-- Çözülecek Görevler --
1. Anksiyete bozuklukları metninden "Belirtisi kulak çınlaması" ile "önemli ruhsal belirtilerdir." arasındaki kısmı, iki uç da dahil olmak üzere, hiçbir değişiklik yapmadan döndürün.
2. Aşağıdaki ifadelerin anksiyete bozuklukları metniyle uyuşup uyuşmadığını evet ya da hayır ile belirtin ve her yanıtı belirleyen kelimeleri metinden birebir alıntılayın. (a) Panik bozukluk, anksiyete bozukluklarının bir alt grubudur. (b) Anksiyete bir hastalıktır. (c) Kulak çınlaması standart fiziksel belirtiler arasında sayılır.

-- Sağlanan Metin --
Kaygı, endişe, stres gün içinde hepimizin yaşadığı sıradan duygulardır. Ancak anksiyete bozukluğu yaşayan kişilerin yaşadığı bu duyguların dereceleri normal bir hayat sürdürmelerine engel olabilecek düzeydedir.
Anksiyete bozuklukları, insanın çevresel veya içsel koşullara verdiği bir çeşit yanıtlar bütünü olan anksiyetenin bir bozukluk olarak ortaya çıkması halidir.
Anksiyete hastalık değil
Öncelikle anlaşılması gereken şey, anksiyetenin bir hastalık değil, içsel durum ve çevresel koşulların belirlediği bir çeşit pozisyon alma ya da çevreye reaksiyon verme durumu olduğudur. Çevresel koşullar zorlaştığı oranda anksiyete yanıtının daha şiddetle ortaya çıkmasını bekleriz. Bozukluk olarak kabul edilmesi gereken durum, bu ilişkinin bozulması, anksiyete yanıtının devreye girmesinin koşullarla ilgisiz hale gelmesidir. Anksiyete bozuklukları ön planda olan belirtilere göre alt gruplara ayrılır. Panik ataklar ya da panik bozukluk, anksiyete bozukluklarının bir alt grubudur. Yaygın anksiyete bozukluğu ve fobik anksiyete bozuklukları da farklı belirtilerin ön planda olduğu anksiyete bozuklukları olarak sayılabilir.
Analizin iyi yapılması gerekiyor
Anksiyete bozukluklarının belirtileri, anksiyete yanıtının belirtileriyle aynı olmakla beraber klinik olarak bozukluk diyebilmek için psikiyatrik muayene sırasında bunun normal bir anksiyete yanıtı olup olmadığını ayırmak gerekir. Anksiyete yanıtının belirtileri hepimiz için aşağı yukarı standarttır. Bunu kabaca, organizmanın tepki vermeye daha hazır olması hali olarak tarif edebiliriz. Anksiyete yanıtı ne kadar şiddetle devredeyse duygusal ve fiziksel olarak tepki verme potansiyeli o kadar artar.
Belirtisi kulak çınlaması olabilir
Belirtileri fiziksel ve duygusal belirtiler olarak ikiye ayırırsak, kalp atışlarında hızlanma ve çarpıntı hissi, kan basıncında “oynamalar, midenin çalışmasında yavaşlama, asit salgısında artma, yemek borusunun kasılması, yutma güçlüğü ve nefes alamıyormuş gibi hissetme, bağırsak alışkanlıklarında değişiklikler, ağız kuruluğu hissi, sık idrara gitme isteği, tekrarlayan deri problemleri, kaşıntı, ürtikerler, baş dönmesi ve denge kaybı hissi, kulak çınlaması standart fiziksel belirtilerdir. Fiziksel yapımızın özelliklerine göre bu belirtilerden bazıları ön planda olabilir ya da ön plana çıkan belirtiler zaman zaman değişir. Dikkat dağınıklığı, konsantre olamama, çabuk heyecanlanma, çabuk kızma gibi duygularda keskinleşme, unutkanlık önemli ruhsal belirtilerdir.

-- Sağlanan Veriler --

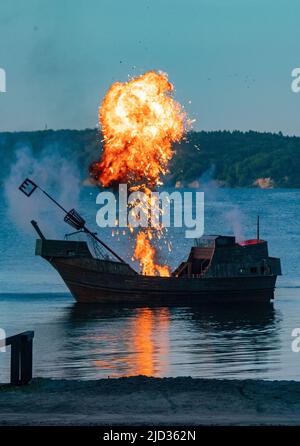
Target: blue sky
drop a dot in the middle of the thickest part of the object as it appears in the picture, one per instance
(232, 58)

-- Çözüm Kümesi --
1.
Belirtisi kulak çınlaması olabilir
Belirtileri fiziksel ve duygusal belirtiler olarak ikiye ayırırsak, kalp atışlarında hızlanma ve çarpıntı hissi, kan basıncında “oynamalar, midenin çalışmasında yavaşlama, asit salgısında artma, yemek borusunun kasılması, yutma güçlüğü ve nefes alamıyormuş gibi hissetme, bağırsak alışkanlıklarında değişiklikler, ağız kuruluğu hissi, sık idrara gitme isteği, tekrarlayan deri problemleri, kaşıntı, ürtikerler, baş dönmesi ve denge kaybı hissi, kulak çınlaması standart fiziksel belirtilerdir. Fiziksel yapımızın özelliklerine göre bu belirtilerden bazıları ön planda olabilir ya da ön plana çıkan belirtiler zaman zaman değişir. Dikkat dağınıklığı, konsantre olamama, çabuk heyecanlanma, çabuk kızma gibi duygularda keskinleşme, unutkanlık önemli ruhsal belirtilerdir.

2.
(a) Evet: "Panik ataklar ya da panik bozukluk, anksiyete bozukluklarının bir alt grubudur."
(b) Hayır: "anksiyetenin bir hastalık değil"
(c) Evet: "kulak çınlaması standart fiziksel belirtilerdir"